Text provided:
———

Federal Finance Minister Bill Morneau’s third budget, tabled Feb. 27, includes $21.5 billion in new spending over six years, and projects a deficit of $18.1 billion in the 2018-19 fiscal year, dropping to $12.3 billion for 2022-23.
“We are tackling the challenge of equality head-on, asking tough questions, and beginning to provide solutions,” said Morneau of a budget that highlights many of the same areas B.C. Finance Minister Carole James included in her recent budget. “We will continue to double down on our plan to invest in the middle class and everyone working hard to join it.”
West Vancouver-Sunshine Coast-Sea to Sky MP Pam Goldsmith-Jones predicts constituents will respond well to the budget and “see a lot of their own advocacy in it.”
“The budget puts women at the centre of Canada’s economic future, because we think it’s the only way the economy can reach its full potential,” she said.
Some of the budget highlights include:
Five weeks of extra leave for two-parent families under the EI Parental Sharing Benefit.
A promise to introduce legislation on federal pay equity this year.
$172.6 million in additional money over three years for clean drinking water on First Nation reserves.
$1.4 billion over six years in new funding for First Nations Child and Family Services.
$1.3 billion over five years for conservation, including protection of species at risk.

———

Recorded information:

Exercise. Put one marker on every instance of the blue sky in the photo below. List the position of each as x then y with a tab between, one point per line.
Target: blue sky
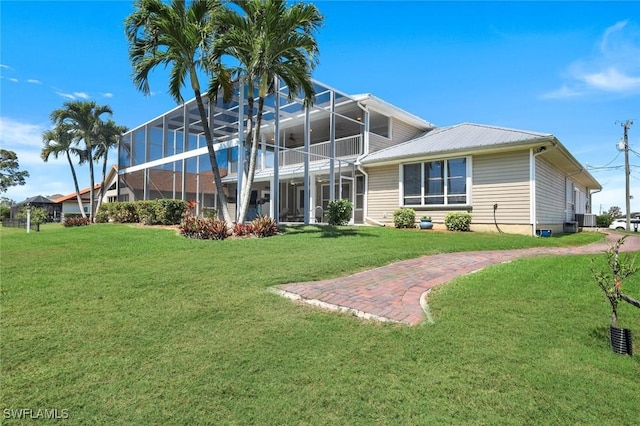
567	68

———

Task directions:
Answer these questions from the article on the federal budget:
(a) What deficit does the budget project for the 2018-19 fiscal year?
(b) How many weeks of extra leave does the budget give two-parent families under the EI Parental Sharing Benefit?
(c) How much new funding over six years does the budget provide for First Nations Child and Family Services?

Result of this exercise:
(a) $18.1 billion
(b) Five weeks
(c) $1.4 billion